= Elisabeth Wynhausen =

Australian journalist

Elisabeth Wynhausen (23 June 1946 – 5 September 2013) was a Dutch-born Australian journalist and author. During her career, she worked as a senior journalist with The Australian and in her earlier years for The Bulletin, The National Times and The Age. In her articles and books she was "passionate about social justice and telling 'people' stories".

==Life and career==
Elisabeth Wynhausen was born in Maastricht in the Netherlands on 23 June 1946. Her parents were Paul Wynhausen and Marianne Nathans, "Dutch Jews who had escaped the Nazis". She migrated to Australia with her parents and her younger brother Jules in 1951.

She grew up in Manly in Sydney's northern beaches area. After a brief spell teaching at Frensham School, she joined The Daily Telegraph as a cadet in 1970 and later worked as a staff writer for The Bulletin magazine.

In 1970, she left for New York where she would work for twelve years as a foreign correspondent for The National Times and The Age newspapers and also submit articles to The Australian Women's Weekly.

Returning to Australia "to be close to her ageing parents", she worked firstly for The Sun-Herald and then moved across to The Australian newspaper where she would work for many years as a senior journalist.

In her final years, she "remade herself as a tweeter and blogger", using the pen name "Betty of Bondi".

==Assessment==
Speaking of Wynhausen, the Australian journalist and writer, David Marr, who was one of her former colleagues at The National Times, said "she was harsh and unsentimental, and deeply compassionate, all at the same time" and added "she was deeply, deeply concerned about social justice but she came at it without any cant". Kim Williams, former chief executive of News Corp Australia, said: "She was the most truthful person I've ever known... She was awesomely direct, passionate...".

INPUT DATA
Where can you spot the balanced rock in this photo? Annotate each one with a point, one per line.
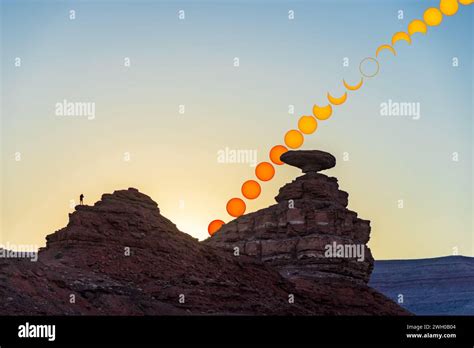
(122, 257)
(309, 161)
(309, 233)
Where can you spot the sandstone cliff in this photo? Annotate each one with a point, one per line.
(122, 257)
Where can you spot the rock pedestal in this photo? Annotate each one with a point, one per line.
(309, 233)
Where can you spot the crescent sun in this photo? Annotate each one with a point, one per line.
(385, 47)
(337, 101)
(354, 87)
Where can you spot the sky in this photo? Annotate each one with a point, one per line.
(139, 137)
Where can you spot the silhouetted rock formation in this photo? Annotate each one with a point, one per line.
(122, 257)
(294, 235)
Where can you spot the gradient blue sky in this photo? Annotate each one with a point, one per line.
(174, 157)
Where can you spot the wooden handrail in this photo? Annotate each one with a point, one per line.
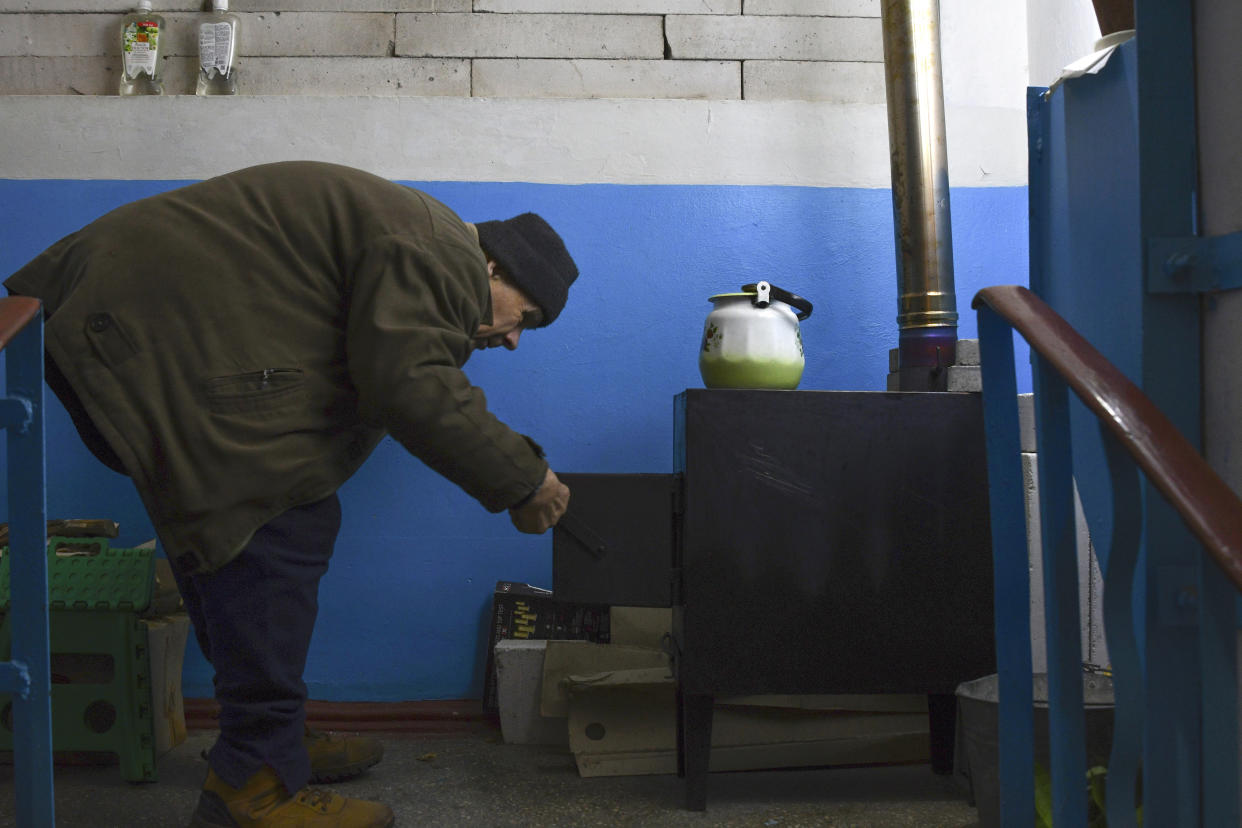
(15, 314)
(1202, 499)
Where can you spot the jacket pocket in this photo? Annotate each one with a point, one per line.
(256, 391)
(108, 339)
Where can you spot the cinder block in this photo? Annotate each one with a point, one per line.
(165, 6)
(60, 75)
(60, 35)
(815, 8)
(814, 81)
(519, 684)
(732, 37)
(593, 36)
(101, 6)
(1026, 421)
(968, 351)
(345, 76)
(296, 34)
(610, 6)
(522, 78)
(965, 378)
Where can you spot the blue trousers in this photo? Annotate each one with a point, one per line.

PROBLEMS AND TASKS
(1) Answer these from the Elisabeth Wynhausen article:
(a) In what city was she born?
(b) What pen name did she use as a tweeter and blogger?
(c) Who called her "the most truthful person I've ever known"?
(2) Write the next part of the Elisabeth Wynhausen article, starting after its last sentence.

TASK-BY-TASK RESULTS
(1)
(a) Maastricht, in the Netherlands.
(b) "Betty of Bondi".
(c) Kim Williams, former chief executive of News Corp Australia.

(2)
In 2005, the Australian journalist Ellen Fanning criticised an article by Wynhausen on poverty in "none-too-complimentary terms", accusing her of not acknowledging that article's inspiration by the American journalist Barbara Ehrenreich's book Nickel and Dimed. Fanning also claimed that Wynhausen's book, Dirt Cheap: Life at the Wrong End of the Job Market, on the same subject erred by suggesting that the American problems pertained in Australia when "it's not really Australia's dilemma".

==Personal life==
Wynhausen died of pancreatic cancer on 5 September 2013 at the age of 67. Both of her parents and her brother having already died, she was survived by her niece Gabi and her nephew Jesse and their partners and children.

She was for a number of years married to the Australian academic, writer and literary critic Don Anderson.

==Award shortlists==
Two of her books were shortlisted for Australian literary awards: Dirt Cheap: Life at the Wrong End of the Job Market in 2006 for the Douglas Stewart Prize for Non Fiction in the New South Wales Premier's Literary Awards and Manly Girls for the Victorian Premier's Literary Awards.

==Bibliography==
===Books===
- Dirt Cheap: Life at the Wrong End of the Job Market, Sydney and Auckland: Macmillan, 1985.
- Manly Girls, Ringwood, Victoria: Penguin Books, 1989.
- On Resilience, Melbourne University Press, 2010 (Little Books on Big Themes); Sydney: Hachette Australia, 2021.
- The Short Goodbye: Skewed History of the Last Boom and the Next Bust, Melbourne University Press, 2011.

===Articles===
- "Children of the Cross", The National Times, 28 March – 2 April 1977.
- "Standoff in Buckeye and Bayou County", The National Times, 8 February 1981.
- "Reagan: peeling away the layers of illusion", The National Times, 29 November — 5 December 1981.
- "The strange casebook of Dr Sacks", The Age, 4 April 1987.
- "I'm not wild about Harry, but Harry's wild about me", The Sun Herald, 10 May 1992.
- "The brothers", The Weekend Australian: Review Section, 6–7 January 1996.
- "Watching the world go round", The Weekend Australian: Review Section, 6–7 January 1996.
- "Block Out", The Australian Magazine, 14–15 June 1997.
- "The end of the road", The Australian Magazine, 20–21 June 1998.
- "The Miller's Tale", The Australian, 15 February 2000.
- "Bright lights, dim city", The Weekend Australian: Review section, 26–27 February 2000.
- "Welcome to the Hell Hotel", The Australian, 30 March 2001.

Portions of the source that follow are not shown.